Please give back only the lines from the line with "track, that would help a great deal." up to and including the line with "134 130 L 137", changing "railway track" to "train track" and keeping everything else the same.

--- Start of Stored data ---

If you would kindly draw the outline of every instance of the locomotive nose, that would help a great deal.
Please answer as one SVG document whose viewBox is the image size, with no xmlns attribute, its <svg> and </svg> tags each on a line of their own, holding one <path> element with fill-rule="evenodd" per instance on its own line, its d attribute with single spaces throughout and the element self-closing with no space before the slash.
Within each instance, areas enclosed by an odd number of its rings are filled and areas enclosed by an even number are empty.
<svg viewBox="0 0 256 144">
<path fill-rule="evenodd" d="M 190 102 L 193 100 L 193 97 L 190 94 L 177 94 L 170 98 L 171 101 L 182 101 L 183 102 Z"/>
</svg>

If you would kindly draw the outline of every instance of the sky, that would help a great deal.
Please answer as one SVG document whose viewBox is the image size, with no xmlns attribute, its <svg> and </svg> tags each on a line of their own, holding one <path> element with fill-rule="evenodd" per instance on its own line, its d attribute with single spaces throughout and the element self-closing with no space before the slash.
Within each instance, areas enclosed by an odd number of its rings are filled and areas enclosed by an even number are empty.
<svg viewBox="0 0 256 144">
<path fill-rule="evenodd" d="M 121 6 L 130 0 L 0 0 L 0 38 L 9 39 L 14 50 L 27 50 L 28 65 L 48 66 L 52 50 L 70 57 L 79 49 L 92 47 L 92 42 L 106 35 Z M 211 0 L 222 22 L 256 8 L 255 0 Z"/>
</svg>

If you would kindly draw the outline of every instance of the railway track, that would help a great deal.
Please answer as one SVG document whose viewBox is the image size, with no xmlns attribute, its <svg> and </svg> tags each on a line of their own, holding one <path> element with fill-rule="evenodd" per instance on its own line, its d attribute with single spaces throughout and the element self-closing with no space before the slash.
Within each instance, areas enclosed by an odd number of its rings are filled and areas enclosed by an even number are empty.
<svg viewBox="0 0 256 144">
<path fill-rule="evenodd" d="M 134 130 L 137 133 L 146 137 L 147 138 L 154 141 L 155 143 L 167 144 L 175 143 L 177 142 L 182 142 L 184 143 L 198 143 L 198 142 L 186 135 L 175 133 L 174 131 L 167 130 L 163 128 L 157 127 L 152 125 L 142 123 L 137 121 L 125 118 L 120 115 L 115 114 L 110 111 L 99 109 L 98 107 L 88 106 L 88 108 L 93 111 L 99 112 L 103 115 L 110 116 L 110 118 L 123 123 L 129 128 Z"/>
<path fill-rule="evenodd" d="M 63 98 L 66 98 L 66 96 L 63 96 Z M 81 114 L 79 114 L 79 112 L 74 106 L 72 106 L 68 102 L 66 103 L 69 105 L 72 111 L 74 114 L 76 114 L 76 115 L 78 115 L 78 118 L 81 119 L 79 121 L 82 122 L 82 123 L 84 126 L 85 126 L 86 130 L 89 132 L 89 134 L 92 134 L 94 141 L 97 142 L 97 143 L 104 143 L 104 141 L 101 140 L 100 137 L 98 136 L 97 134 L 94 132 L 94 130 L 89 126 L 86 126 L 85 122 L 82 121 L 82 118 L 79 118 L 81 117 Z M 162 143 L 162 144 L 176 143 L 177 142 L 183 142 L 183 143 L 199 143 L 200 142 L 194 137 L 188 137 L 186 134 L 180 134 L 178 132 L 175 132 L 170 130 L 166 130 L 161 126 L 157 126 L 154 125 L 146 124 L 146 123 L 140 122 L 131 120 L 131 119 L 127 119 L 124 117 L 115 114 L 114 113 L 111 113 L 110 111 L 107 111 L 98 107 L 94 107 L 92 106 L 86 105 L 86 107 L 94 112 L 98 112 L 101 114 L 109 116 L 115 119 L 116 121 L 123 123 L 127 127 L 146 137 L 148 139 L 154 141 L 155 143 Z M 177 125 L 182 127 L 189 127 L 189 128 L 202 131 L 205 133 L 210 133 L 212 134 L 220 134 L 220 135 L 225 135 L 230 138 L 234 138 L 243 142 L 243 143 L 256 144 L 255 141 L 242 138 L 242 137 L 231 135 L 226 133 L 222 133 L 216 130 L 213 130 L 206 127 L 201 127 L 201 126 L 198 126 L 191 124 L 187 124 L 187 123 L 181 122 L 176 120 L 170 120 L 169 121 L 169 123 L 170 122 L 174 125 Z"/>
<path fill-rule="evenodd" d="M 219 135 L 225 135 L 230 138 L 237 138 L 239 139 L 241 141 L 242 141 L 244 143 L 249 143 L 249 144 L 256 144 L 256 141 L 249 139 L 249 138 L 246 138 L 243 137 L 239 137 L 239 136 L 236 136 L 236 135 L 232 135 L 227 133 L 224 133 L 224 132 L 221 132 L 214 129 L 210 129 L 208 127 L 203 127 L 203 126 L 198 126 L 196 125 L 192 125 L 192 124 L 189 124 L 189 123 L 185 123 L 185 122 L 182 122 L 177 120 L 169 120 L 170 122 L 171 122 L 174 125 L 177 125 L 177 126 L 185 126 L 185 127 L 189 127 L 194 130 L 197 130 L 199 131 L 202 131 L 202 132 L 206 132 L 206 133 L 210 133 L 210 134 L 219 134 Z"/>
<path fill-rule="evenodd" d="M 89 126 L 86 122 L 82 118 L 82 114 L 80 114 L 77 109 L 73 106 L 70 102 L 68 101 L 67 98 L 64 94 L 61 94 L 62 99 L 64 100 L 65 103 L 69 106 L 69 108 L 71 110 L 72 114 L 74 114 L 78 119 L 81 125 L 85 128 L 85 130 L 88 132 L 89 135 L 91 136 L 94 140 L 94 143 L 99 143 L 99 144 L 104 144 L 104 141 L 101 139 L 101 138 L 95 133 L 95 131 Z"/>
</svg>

--- End of Stored data ---

- _Solution for this exercise_
If you would kindly draw the outline of every instance of the train track, that would help a great deal.
Please answer as one SVG document whose viewBox is the image size, with no xmlns attribute, its <svg> and </svg> tags each on a line of their own, holding one <path> element with fill-rule="evenodd" per instance on its own line, its d attribute with single spaces throughout and the element self-closing with no space before the slash.
Within each instance, areas enclosed by an odd number of its rings are filled and areas enclosed by an even number are empty.
<svg viewBox="0 0 256 144">
<path fill-rule="evenodd" d="M 134 130 L 137 133 L 146 137 L 147 138 L 154 141 L 155 143 L 167 144 L 175 143 L 177 142 L 182 142 L 184 143 L 198 143 L 198 142 L 186 135 L 175 133 L 174 131 L 167 130 L 163 128 L 157 127 L 152 125 L 142 123 L 137 121 L 125 118 L 120 115 L 115 114 L 110 111 L 99 109 L 98 107 L 88 106 L 88 108 L 93 111 L 99 112 L 103 115 L 110 116 L 110 118 L 123 123 L 129 128 Z"/>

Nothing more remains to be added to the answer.